## Trecho do documento

Danos de Lobesia botrana em inflorescências de videiras (A); danos nas bagas verdes (B); danos em bagas maduras. (Fonte: adaptado de “Priorização de Pragas Quarentenárias Ausentes no Brasil”, da Embrapa e Departamento de Sanidade Vegetal do MAPA. Fotos: Andrea Lucchi)

Estamos abrindo várias outras frentes na América Latina, incluindo o controle de mosca das frutas, de lagartas e percevejo em grandes culturas, e incrementando a polinização em cultivos. No Brasil, nossa história vem se desenvolvendo desde quando fundamos a companhia em 1997. Já fizemos muita coisa: ajudamos produtores de maçã e pêssego a controlar suas principais pragas e eliminar resíduos na fruta; ajudamos produtores de tomate a controlar a Tuta absoluta, uma traça que broca o tomate; trabalhamos com produtores de repolho e brócolis para controlar a lagarta Plutella xylostella, com produtores de café, uva e manga a controlar a mosca das frutas, e a aumentar produtividade e qualidade com incremento da polinização de frutas.

## Tarefa breve 1
Atualize o trecho sobre controle de pragas agrícolas, reproduzindo-o entre "Estamos abrindo várias" e "polinização de frutas.", inclusive, com "Tuta absoluta" substituído por "traça-do-tomateiro".
## Tarefa breve 2
Prossiga com o texto sobre controle de pragas agrícolas a partir da última frase apresentada.

## Informações registradas
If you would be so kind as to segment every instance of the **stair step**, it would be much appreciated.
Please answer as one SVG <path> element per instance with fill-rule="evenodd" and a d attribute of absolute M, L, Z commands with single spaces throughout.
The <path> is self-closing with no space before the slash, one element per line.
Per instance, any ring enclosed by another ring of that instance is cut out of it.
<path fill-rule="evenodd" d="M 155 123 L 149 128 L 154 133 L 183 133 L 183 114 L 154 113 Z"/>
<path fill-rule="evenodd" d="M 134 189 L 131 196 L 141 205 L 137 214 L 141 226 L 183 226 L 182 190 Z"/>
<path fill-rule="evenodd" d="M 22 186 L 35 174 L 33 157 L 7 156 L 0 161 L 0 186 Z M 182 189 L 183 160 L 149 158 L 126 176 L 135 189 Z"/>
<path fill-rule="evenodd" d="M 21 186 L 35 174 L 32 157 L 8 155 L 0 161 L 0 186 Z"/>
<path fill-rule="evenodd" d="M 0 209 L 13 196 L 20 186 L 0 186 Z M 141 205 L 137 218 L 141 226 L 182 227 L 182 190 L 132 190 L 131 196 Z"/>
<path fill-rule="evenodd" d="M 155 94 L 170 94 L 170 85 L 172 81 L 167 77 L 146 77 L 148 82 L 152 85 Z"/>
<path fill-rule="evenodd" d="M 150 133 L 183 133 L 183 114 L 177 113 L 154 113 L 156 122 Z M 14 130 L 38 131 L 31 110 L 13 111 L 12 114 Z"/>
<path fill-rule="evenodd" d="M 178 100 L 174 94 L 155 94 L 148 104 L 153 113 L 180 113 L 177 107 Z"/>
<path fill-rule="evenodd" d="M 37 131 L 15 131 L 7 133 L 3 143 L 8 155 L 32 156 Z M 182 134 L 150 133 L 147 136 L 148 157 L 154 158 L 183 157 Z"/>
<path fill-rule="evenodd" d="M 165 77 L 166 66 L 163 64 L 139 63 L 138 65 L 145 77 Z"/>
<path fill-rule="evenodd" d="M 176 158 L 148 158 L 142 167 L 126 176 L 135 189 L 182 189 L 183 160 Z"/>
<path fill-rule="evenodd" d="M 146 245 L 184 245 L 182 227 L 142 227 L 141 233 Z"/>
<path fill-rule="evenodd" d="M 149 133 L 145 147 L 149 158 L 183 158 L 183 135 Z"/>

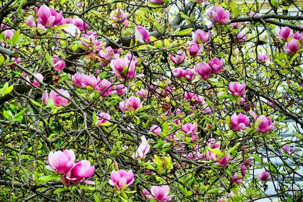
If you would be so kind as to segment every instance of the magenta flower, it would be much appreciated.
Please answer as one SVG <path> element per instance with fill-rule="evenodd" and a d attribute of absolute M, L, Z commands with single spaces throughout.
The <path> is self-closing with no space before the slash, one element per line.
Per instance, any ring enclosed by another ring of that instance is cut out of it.
<path fill-rule="evenodd" d="M 42 6 L 38 12 L 38 23 L 45 27 L 50 28 L 54 25 L 60 25 L 63 18 L 63 12 L 57 13 L 53 8 L 49 8 L 46 5 Z"/>
<path fill-rule="evenodd" d="M 285 44 L 284 50 L 289 54 L 295 54 L 300 48 L 300 43 L 296 39 L 292 39 Z"/>
<path fill-rule="evenodd" d="M 258 175 L 258 177 L 263 181 L 266 181 L 270 179 L 269 174 L 266 171 L 263 171 Z"/>
<path fill-rule="evenodd" d="M 122 9 L 116 9 L 111 13 L 109 23 L 116 29 L 120 27 L 126 28 L 128 27 L 128 13 L 124 13 Z"/>
<path fill-rule="evenodd" d="M 240 83 L 237 81 L 231 82 L 228 84 L 228 90 L 227 92 L 236 97 L 239 97 L 246 92 L 245 91 L 245 87 L 246 85 L 244 82 Z"/>
<path fill-rule="evenodd" d="M 82 83 L 82 79 L 84 77 L 87 76 L 84 74 L 80 74 L 79 72 L 77 72 L 75 75 L 72 77 L 73 82 L 74 85 L 79 88 L 83 87 Z"/>
<path fill-rule="evenodd" d="M 292 36 L 292 31 L 288 27 L 284 27 L 276 33 L 276 36 L 281 40 L 286 41 L 287 38 Z"/>
<path fill-rule="evenodd" d="M 142 104 L 140 98 L 132 96 L 129 99 L 126 99 L 125 102 L 121 102 L 119 107 L 122 111 L 123 111 L 124 108 L 125 111 L 135 111 L 142 107 Z"/>
<path fill-rule="evenodd" d="M 53 56 L 53 63 L 54 63 L 54 67 L 57 72 L 61 70 L 65 67 L 65 62 L 59 58 L 56 55 Z"/>
<path fill-rule="evenodd" d="M 162 131 L 162 130 L 160 128 L 160 126 L 157 125 L 154 125 L 150 128 L 150 132 L 157 135 L 160 135 Z"/>
<path fill-rule="evenodd" d="M 247 36 L 243 32 L 240 32 L 237 35 L 237 38 L 239 42 L 243 42 L 247 38 Z"/>
<path fill-rule="evenodd" d="M 182 50 L 179 50 L 176 54 L 176 56 L 170 54 L 169 59 L 175 65 L 178 65 L 183 63 L 185 60 L 185 54 Z"/>
<path fill-rule="evenodd" d="M 109 120 L 110 120 L 111 118 L 111 115 L 104 112 L 102 112 L 99 114 L 99 115 L 97 116 L 97 117 L 98 118 L 98 120 L 97 121 L 96 124 L 100 127 L 104 127 L 104 125 L 103 124 L 108 122 Z"/>
<path fill-rule="evenodd" d="M 69 94 L 67 90 L 64 90 L 63 89 L 59 90 L 60 93 L 62 94 L 65 96 L 70 98 L 71 95 Z M 49 98 L 54 100 L 54 105 L 55 107 L 65 107 L 67 105 L 69 100 L 60 95 L 57 92 L 52 90 L 49 93 Z"/>
<path fill-rule="evenodd" d="M 244 181 L 242 176 L 239 176 L 236 174 L 234 174 L 232 177 L 231 177 L 231 180 L 232 182 L 235 183 L 236 184 L 239 184 L 241 182 Z"/>
<path fill-rule="evenodd" d="M 209 42 L 211 38 L 211 31 L 206 32 L 200 29 L 197 29 L 195 33 L 192 33 L 192 42 L 194 43 L 203 43 L 206 44 Z"/>
<path fill-rule="evenodd" d="M 117 172 L 113 171 L 111 174 L 111 179 L 109 183 L 114 187 L 117 187 L 120 190 L 125 185 L 129 186 L 134 182 L 134 173 L 131 170 L 128 172 L 124 170 L 120 170 Z"/>
<path fill-rule="evenodd" d="M 43 106 L 46 106 L 48 104 L 48 99 L 49 97 L 48 97 L 48 94 L 47 93 L 47 91 L 44 91 L 44 94 L 43 95 L 43 97 L 42 98 L 42 104 Z"/>
<path fill-rule="evenodd" d="M 102 99 L 103 99 L 105 97 L 108 97 L 111 94 L 115 94 L 117 92 L 116 90 L 114 90 L 114 86 L 112 83 L 106 79 L 101 81 L 95 89 L 101 95 Z"/>
<path fill-rule="evenodd" d="M 188 47 L 188 52 L 191 57 L 197 56 L 203 51 L 204 47 L 201 44 L 192 43 Z"/>
<path fill-rule="evenodd" d="M 282 148 L 281 148 L 281 152 L 283 153 L 283 152 L 286 152 L 289 155 L 291 156 L 294 152 L 296 151 L 296 148 L 294 145 L 292 147 L 292 151 L 290 152 L 290 146 L 288 144 L 285 144 L 283 145 Z"/>
<path fill-rule="evenodd" d="M 169 187 L 168 185 L 153 186 L 150 192 L 152 195 L 147 195 L 146 197 L 158 202 L 169 201 L 174 196 L 174 195 L 168 196 L 169 193 Z"/>
<path fill-rule="evenodd" d="M 237 115 L 235 113 L 230 117 L 230 123 L 233 130 L 240 131 L 245 129 L 249 125 L 249 119 L 246 115 L 242 113 Z"/>
<path fill-rule="evenodd" d="M 42 74 L 40 74 L 40 73 L 36 73 L 34 74 L 34 76 L 36 77 L 40 81 L 43 81 L 43 76 L 42 75 Z M 25 79 L 26 79 L 26 80 L 27 81 L 27 82 L 26 82 L 26 84 L 28 85 L 33 85 L 34 87 L 39 87 L 39 86 L 40 85 L 40 83 L 39 83 L 39 82 L 38 81 L 37 81 L 37 80 L 36 80 L 36 79 L 34 79 L 34 80 L 33 81 L 33 82 L 31 82 L 30 80 L 29 79 L 29 77 L 28 77 L 28 76 L 26 76 L 26 78 L 25 78 Z"/>
<path fill-rule="evenodd" d="M 193 68 L 195 74 L 200 76 L 203 79 L 207 79 L 210 78 L 212 68 L 209 65 L 205 63 L 199 63 Z"/>
<path fill-rule="evenodd" d="M 143 159 L 147 154 L 150 148 L 150 146 L 148 144 L 148 142 L 146 140 L 145 136 L 143 135 L 141 137 L 141 140 L 142 142 L 140 144 L 137 151 L 136 151 L 133 155 L 133 157 L 135 157 L 137 159 Z"/>
<path fill-rule="evenodd" d="M 144 27 L 137 26 L 135 31 L 135 37 L 136 39 L 141 43 L 149 42 L 149 36 L 148 32 Z"/>
<path fill-rule="evenodd" d="M 223 58 L 221 60 L 214 58 L 210 60 L 208 65 L 212 68 L 212 74 L 218 74 L 220 72 L 225 71 L 225 69 L 222 69 L 224 66 L 224 59 Z"/>
<path fill-rule="evenodd" d="M 48 154 L 47 160 L 49 165 L 45 167 L 50 171 L 59 174 L 66 174 L 74 166 L 75 159 L 75 153 L 72 149 L 66 149 L 64 152 L 51 152 Z"/>
<path fill-rule="evenodd" d="M 182 124 L 181 126 L 181 130 L 184 133 L 186 133 L 188 135 L 192 136 L 198 134 L 198 132 L 195 132 L 197 129 L 197 124 L 194 123 L 193 124 L 186 123 L 185 124 Z"/>
<path fill-rule="evenodd" d="M 211 20 L 212 20 L 214 24 L 218 23 L 224 25 L 230 22 L 229 11 L 224 11 L 224 9 L 221 6 L 213 7 L 210 11 L 207 12 L 206 14 L 210 17 Z"/>
<path fill-rule="evenodd" d="M 257 132 L 261 133 L 266 134 L 270 130 L 272 130 L 275 128 L 276 123 L 274 122 L 272 125 L 271 119 L 270 117 L 265 117 L 264 115 L 261 115 L 257 119 L 257 121 L 260 120 L 260 123 L 257 128 Z"/>
<path fill-rule="evenodd" d="M 227 164 L 229 163 L 228 160 L 229 160 L 229 154 L 225 156 L 222 159 L 219 160 L 218 162 L 216 162 L 215 164 L 218 165 L 222 167 L 225 167 L 226 166 Z"/>
<path fill-rule="evenodd" d="M 91 177 L 94 172 L 94 166 L 90 166 L 89 161 L 82 160 L 77 163 L 66 174 L 66 179 L 70 182 L 76 184 L 84 181 L 89 184 L 94 184 L 93 182 L 83 178 Z"/>

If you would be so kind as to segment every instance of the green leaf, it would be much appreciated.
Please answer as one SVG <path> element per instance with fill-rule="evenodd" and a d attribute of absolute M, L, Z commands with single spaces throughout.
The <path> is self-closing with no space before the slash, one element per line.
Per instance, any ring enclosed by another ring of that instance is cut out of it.
<path fill-rule="evenodd" d="M 79 185 L 79 186 L 80 187 L 80 188 L 81 188 L 83 189 L 88 190 L 89 191 L 93 191 L 95 189 L 95 188 L 93 187 L 86 185 Z"/>
<path fill-rule="evenodd" d="M 188 28 L 188 29 L 184 29 L 184 30 L 180 31 L 177 33 L 175 32 L 174 35 L 176 35 L 177 36 L 182 36 L 182 35 L 188 34 L 189 33 L 191 33 L 193 29 L 193 28 Z"/>
<path fill-rule="evenodd" d="M 59 175 L 50 175 L 46 176 L 43 176 L 39 178 L 39 181 L 40 183 L 46 182 L 50 180 L 60 179 Z"/>
<path fill-rule="evenodd" d="M 16 43 L 18 42 L 20 36 L 20 30 L 18 30 L 15 32 L 13 38 L 12 38 L 12 46 L 14 45 Z"/>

## Resposta escrita 1
Estamos abrindo várias outras frentes na América Latina, incluindo o controle de mosca das frutas, de lagartas e percevejo em grandes culturas, e incrementando a polinização em cultivos. No Brasil, nossa história vem se desenvolvendo desde quando fundamos a companhia em 1997. Já fizemos muita coisa: ajudamos produtores de maçã e pêssego a controlar suas principais pragas e eliminar resíduos na fruta; ajudamos produtores de tomate a controlar a traça-do-tomateiro, uma traça que broca o tomate; trabalhamos com produtores de repolho e brócolis para controlar a lagarta Plutella xylostella, com produtores de café, uva e manga a controlar a mosca das frutas, e a aumentar produtividade e qualidade com incremento da polinização de frutas.

## Resposta escrita 2
Um dos primeiros projetos comerciais da nossa empresa foi o programa de erradicação da Cydia pomonella (a lagarta da maçã) no Brasil, junto com Luís Borges, líder dos produtores brasileiros de maçã, estabelecendo um sistema baseado em semioquímicos para monitorar e controlar as pragas da maçã sem resíduos na fruta.

Hoje a ISCA esta muito bem posicionada, com atuação em 30 países, e protegendo alguns dos maiores mercados agrícolas mundiais. Nosso grande desafio e ambição é levar o semioquímico para agricultura extensiva no cerrado. Estamos fazendo isso com bastante sucesso e de forma sustentável.

Desde o começo a minha visão foi de que com o uso racional de semioquímicos poderíamos reverter o quadro de risco que o uso insustentável de agrotóxicos estava trazendo ao mundo. A agricultura do Brasil sempre foi central a minha visão de futuro, especialmente quando resolvi empreender, por isso inauguramos simultaneamente a ISCA no Brasil e nos EUA.